Please answer these from the Rangers article, one answer a line:
1. Which player does the article name as a tough loss to overcome?
2. Which team beat the Rangers last night?
3. How many of their most important veterans were the Rangers without?

Document –
....................

How far will the Rangers get this season?

It's All About The Fundamentals
Without three of their most important players, the Rangers were unable to follow some of hockey's oldest and simplest keys to victory

It's tough to overcome the loss of a player like Marian Gaborik, but the Rangers didn't help themselves last night

It's tough to overcome the loss of a player like Marian Gaborik, but the Rangers didn't help themselves last night

It shouldn’t be overly alarming that the Rangers lost to the Avalanche last night.  After all, they’re without three of their most important veterans, they stink at home, and they just happened to be facing a playoff team from last season that’s as fleet afoot as any in the league.  The loss shouldn’t have been a shock, but the things that happened during the game are very concerning given the state of the Rangers’ roster for the foreseeable future.  Any team would be weakened without three of its best players.  But the key to masking those losses is sound fundamental and positional hockey.  The Rangers struggled with that throughout the night.

....................

Supplied information –
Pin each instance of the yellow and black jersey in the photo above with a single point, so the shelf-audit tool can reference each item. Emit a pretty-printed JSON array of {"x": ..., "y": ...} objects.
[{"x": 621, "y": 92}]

....................

Result –
1. Marian Gaborik
2. The Avalanche
3. Three